## The task
Write out all of the data exactly as it appears.

A block of data:
**********
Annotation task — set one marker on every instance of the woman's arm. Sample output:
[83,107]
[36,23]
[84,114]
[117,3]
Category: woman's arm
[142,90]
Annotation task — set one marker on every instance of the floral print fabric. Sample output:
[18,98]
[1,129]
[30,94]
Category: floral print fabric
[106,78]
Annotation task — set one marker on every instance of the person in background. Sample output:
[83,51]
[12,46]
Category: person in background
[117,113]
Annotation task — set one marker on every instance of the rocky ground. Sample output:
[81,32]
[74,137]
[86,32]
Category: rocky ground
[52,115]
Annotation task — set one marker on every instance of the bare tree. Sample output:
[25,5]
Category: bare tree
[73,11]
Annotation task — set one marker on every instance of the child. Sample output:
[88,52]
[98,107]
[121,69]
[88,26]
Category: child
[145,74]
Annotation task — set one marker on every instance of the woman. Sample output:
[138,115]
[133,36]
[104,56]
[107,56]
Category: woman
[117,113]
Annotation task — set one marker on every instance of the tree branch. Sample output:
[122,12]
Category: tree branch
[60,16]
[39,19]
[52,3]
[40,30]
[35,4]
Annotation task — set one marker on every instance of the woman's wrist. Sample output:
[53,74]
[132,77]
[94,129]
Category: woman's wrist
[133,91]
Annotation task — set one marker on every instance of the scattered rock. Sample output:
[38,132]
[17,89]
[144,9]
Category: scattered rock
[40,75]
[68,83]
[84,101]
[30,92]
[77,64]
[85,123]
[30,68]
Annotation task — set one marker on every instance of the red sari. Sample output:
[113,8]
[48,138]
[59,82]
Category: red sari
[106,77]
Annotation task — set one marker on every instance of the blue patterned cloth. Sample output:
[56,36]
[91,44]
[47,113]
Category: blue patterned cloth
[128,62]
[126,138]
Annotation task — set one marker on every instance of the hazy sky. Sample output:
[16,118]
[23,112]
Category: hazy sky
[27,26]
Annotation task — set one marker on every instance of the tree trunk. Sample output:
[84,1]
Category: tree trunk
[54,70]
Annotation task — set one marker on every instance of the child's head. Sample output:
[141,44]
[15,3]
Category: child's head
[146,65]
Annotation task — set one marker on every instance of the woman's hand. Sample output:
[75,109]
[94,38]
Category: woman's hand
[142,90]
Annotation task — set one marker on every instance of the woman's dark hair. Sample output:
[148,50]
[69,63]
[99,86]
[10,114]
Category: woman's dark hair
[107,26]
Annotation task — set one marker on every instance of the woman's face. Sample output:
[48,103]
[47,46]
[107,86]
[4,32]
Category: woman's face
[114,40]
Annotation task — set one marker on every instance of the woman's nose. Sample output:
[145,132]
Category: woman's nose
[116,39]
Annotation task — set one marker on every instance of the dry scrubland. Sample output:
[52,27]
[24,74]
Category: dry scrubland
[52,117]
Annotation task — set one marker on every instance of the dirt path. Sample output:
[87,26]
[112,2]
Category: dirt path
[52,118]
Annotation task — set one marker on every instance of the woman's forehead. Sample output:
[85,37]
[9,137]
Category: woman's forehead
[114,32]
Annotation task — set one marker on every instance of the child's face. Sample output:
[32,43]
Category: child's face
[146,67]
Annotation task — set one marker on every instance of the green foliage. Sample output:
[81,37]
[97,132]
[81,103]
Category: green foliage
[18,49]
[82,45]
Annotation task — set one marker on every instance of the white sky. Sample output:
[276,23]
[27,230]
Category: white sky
**********
## Answer to this exercise
Annotation task — set one marker on every instance of the woman's arm. Sample output:
[83,107]
[36,23]
[84,114]
[117,3]
Category: woman's arm
[142,90]
Annotation task — set one marker on every instance of the floral print fabric. Sample output:
[18,98]
[1,129]
[30,94]
Category: floral print fabric
[106,78]
Annotation task — set one marker on every instance of the person in background. Sample output:
[83,51]
[12,46]
Category: person in background
[117,113]
Annotation task — set one marker on every instance of the rocky ground. Sample output:
[81,32]
[74,137]
[86,32]
Category: rocky ground
[52,115]
Annotation task — set one marker on every instance of the bare tree. Sample output:
[25,5]
Category: bare tree
[73,11]
Annotation task — set one marker on every instance of the child. Sample output:
[88,52]
[98,107]
[121,69]
[88,26]
Category: child
[145,74]
Annotation task — set one marker on every instance of the woman. Sample output:
[138,115]
[133,36]
[104,56]
[107,56]
Category: woman
[117,113]
Annotation task — set one marker on every instance of the tree branch. Sample output:
[122,12]
Category: tree branch
[60,16]
[39,19]
[52,3]
[40,30]
[35,4]
Annotation task — set one marker on every instance of the woman's wrist. Sample output:
[53,74]
[132,77]
[94,129]
Category: woman's wrist
[133,91]
Annotation task — set one marker on every instance of the scattered rock. Sample output:
[38,132]
[17,89]
[144,9]
Category: scattered rock
[40,75]
[68,83]
[84,101]
[30,92]
[77,64]
[85,123]
[30,68]
Annotation task — set one marker on every instance of the red sari. Sample output:
[113,8]
[48,138]
[59,82]
Category: red sari
[106,77]
Annotation task — set one marker on every instance of the blue patterned cloth. Sample output:
[56,36]
[91,44]
[47,113]
Category: blue patterned cloth
[128,62]
[126,138]
Annotation task — set one marker on every instance of the hazy sky. Sample output:
[16,118]
[23,112]
Category: hazy sky
[27,26]
Annotation task — set one marker on every instance of the tree trunk. Sample output:
[84,1]
Category: tree trunk
[54,70]
Annotation task — set one marker on every instance of the child's head. Sample output:
[141,44]
[15,3]
Category: child's head
[146,65]
Annotation task — set one marker on every instance of the woman's hand. Sample output:
[75,109]
[94,38]
Category: woman's hand
[142,90]
Annotation task — set one marker on every instance of the woman's dark hair. Sample output:
[148,50]
[69,63]
[99,86]
[10,114]
Category: woman's dark hair
[107,26]
Annotation task — set one marker on every instance of the woman's face. Sample output:
[48,103]
[47,46]
[107,86]
[4,32]
Category: woman's face
[114,40]
Annotation task — set one marker on every instance of the woman's nose. Sample output:
[145,132]
Category: woman's nose
[116,39]
Annotation task — set one marker on every instance of the dry scrubland. Sample output:
[52,27]
[24,74]
Category: dry scrubland
[52,117]
Annotation task — set one marker on every instance of the dirt path. Sample output:
[87,26]
[112,2]
Category: dirt path
[52,118]
Annotation task — set one marker on every instance of the woman's forehead. Sample output:
[85,37]
[9,137]
Category: woman's forehead
[114,32]
Annotation task — set one marker on every instance of the child's face. Sample output:
[32,43]
Category: child's face
[146,67]
Annotation task — set one marker on every instance of the green foliage. Sample output:
[81,37]
[97,132]
[81,103]
Category: green foliage
[18,49]
[82,45]
Annotation task — set one marker on every instance of the white sky. Sample output:
[276,23]
[27,230]
Category: white sky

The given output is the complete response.